## YOUR INSTRUCTIONS
Line by line, copy out the data that follows.

## SUPPLIED ENTRIES
──────────────────────────────

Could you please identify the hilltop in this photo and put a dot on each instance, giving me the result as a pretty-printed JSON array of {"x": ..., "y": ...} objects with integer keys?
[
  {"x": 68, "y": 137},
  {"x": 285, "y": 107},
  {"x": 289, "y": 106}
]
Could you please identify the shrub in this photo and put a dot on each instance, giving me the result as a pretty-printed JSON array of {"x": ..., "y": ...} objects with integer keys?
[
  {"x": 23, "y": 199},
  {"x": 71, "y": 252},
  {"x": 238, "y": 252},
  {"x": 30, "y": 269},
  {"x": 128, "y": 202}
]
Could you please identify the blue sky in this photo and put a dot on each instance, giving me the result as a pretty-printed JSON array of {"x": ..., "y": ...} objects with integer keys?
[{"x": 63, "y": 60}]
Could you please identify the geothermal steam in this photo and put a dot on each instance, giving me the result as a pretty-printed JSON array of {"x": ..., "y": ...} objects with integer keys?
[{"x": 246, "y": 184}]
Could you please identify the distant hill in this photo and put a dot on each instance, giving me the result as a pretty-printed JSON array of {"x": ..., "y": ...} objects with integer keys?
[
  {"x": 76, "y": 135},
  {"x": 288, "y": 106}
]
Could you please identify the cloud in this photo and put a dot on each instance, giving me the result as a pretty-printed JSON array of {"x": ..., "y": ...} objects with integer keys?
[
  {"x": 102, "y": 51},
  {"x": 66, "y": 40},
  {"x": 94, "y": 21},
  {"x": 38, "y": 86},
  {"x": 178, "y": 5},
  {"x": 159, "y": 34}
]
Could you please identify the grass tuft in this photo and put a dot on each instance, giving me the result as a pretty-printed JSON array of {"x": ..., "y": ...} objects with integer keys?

──────────────────────────────

## RESULT FOR THIS EXERCISE
Could you please identify the hilltop in this photo and put a dot on each instance, giving me the result as a pretty-printed JSON array of {"x": ..., "y": ...} objects with integer keys?
[
  {"x": 68, "y": 137},
  {"x": 285, "y": 107},
  {"x": 289, "y": 106}
]
Could you please identify the shrub in this photo and put a dot on each instance, giving me the result as a pretty-printed JSON array of {"x": ..., "y": ...} objects with integer keys?
[
  {"x": 23, "y": 199},
  {"x": 71, "y": 252},
  {"x": 238, "y": 252},
  {"x": 30, "y": 269},
  {"x": 128, "y": 202}
]
Could you please identify the blue sky in this photo and put a dot on each instance, giving me the result as a pretty-printed JSON array of {"x": ..., "y": ...} objects with integer keys?
[{"x": 63, "y": 60}]
Could you please identify the geothermal steam in this photo and put a dot on each instance, giving me the result as a pretty-printed JSON array of {"x": ..., "y": ...} objects with integer keys?
[{"x": 246, "y": 184}]
Could you please identify the distant hill in this photo and put a dot on each instance, giving me the result as a pretty-printed JSON array of {"x": ..., "y": ...} objects with integer keys?
[
  {"x": 76, "y": 135},
  {"x": 288, "y": 106}
]
Could you please identify the cloud in this photo and put a dot on each instance, giving me the result as a pretty-printed JSON array of {"x": ..., "y": ...} objects with integer keys?
[
  {"x": 102, "y": 51},
  {"x": 66, "y": 40},
  {"x": 94, "y": 21},
  {"x": 38, "y": 86},
  {"x": 178, "y": 5},
  {"x": 159, "y": 34}
]
Could you please identify the grass tuft in this photo and put a dot on each instance, giving me the result as a pretty-printed JSON array of {"x": ..., "y": ...} objects with integer keys?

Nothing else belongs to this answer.